# How is vpsBoard performance in your location?



## MannDude (Jul 9, 2013)

Hey everyone,

How is the performance of this website for you? Fast? Slow? What geographic location are you accessing the site from? What issues do you face when browsing/posting?

Let me know how you'd rate the performance of vpsBoard so we can start making improvements where needed.

Thanks!


----------



## XFS_Brad (Jul 9, 2013)

So far so Good. I'm visiting from South Dakota, USA. Haven't had a single Problem. Site Loads perfectly fine!


----------



## HalfEatenPie (Jul 9, 2013)

State College, PA.  

Performance is decent but every once in a while the network blips.  

Comcast is my ISP so it goes from Comcast (Central PA) -> Comcast (NYC) (111 8th Ave) -> nLayer (East Coast US) -> CloudFlare (UK)


----------



## Epidrive (Jul 9, 2013)

From Philippines, and its average.


----------



## Dan (Jul 9, 2013)

I am tunneling via SSH to a box in 

United States

Michigan

Eastlake
From Australia, it's zippy for me.


----------



## HalfEatenPie (Jul 9, 2013)

Dan said:


> I am tunneling via SSH to a box in  United States Michigan Eastlake From Australia, it's zippy for me.


 

So...  Las Vegas -> Eastlake, Michigan -> Australia is zippy?

Well damn then.  I guess everything's done boys.  Network's fine.  We're good here.

→ **WHAT THIS EXERCISE ASKS**
1: Please repeat the vpsBoard performance thread word for word, between "So far so Good." and "the network blips.", inclusive.
2: Write the next part of the vpsBoard performance thread, picking up after its final post.

Stored lines:
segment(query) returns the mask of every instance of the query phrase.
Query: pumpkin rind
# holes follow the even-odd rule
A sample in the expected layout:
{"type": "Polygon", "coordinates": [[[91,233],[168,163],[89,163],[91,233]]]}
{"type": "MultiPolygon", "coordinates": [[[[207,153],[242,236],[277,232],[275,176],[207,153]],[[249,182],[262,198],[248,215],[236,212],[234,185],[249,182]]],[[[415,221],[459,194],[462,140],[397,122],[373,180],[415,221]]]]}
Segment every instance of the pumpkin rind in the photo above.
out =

→ **OUTPUTS**
1:
So far so Good. I'm visiting from South Dakota, USA. Haven't had a single Problem. Site Loads perfectly fine!


----------



## HalfEatenPie (Jul 9, 2013)

State College, PA.  

Performance is decent but every once in a while the network blips.

2:
----------



## drmike (Jul 9, 2013)

HalfEatenPie said:


> Comcast is my ISP so it goes from Comcast (Central PA) -> Comcast (NYC) (111 8th Ave) -> nLayer (
> East Coast US) -> CloudFlare (UK)


What in the hell is that sh!t routing?  CloudFlare has NYC nodes and other far closer than UK.   You need to get them to clean that up.


----------



## drmike (Jul 9, 2013)

I am connecting via SSH in New Jersey.   I see blips and issues all the time.  Part of that, < 10% of the time is a DNS bug/issue with my setup.

I'd say lately the site is better behaved and more consistent.


----------



## NodeBytes (Jul 9, 2013)

I get decent load speeds, but I get frequent page drops where VPSBoard just won't load for about a minute and then it will connect again.

I'm in Los Angeles, Ca. My ISP is Verizon.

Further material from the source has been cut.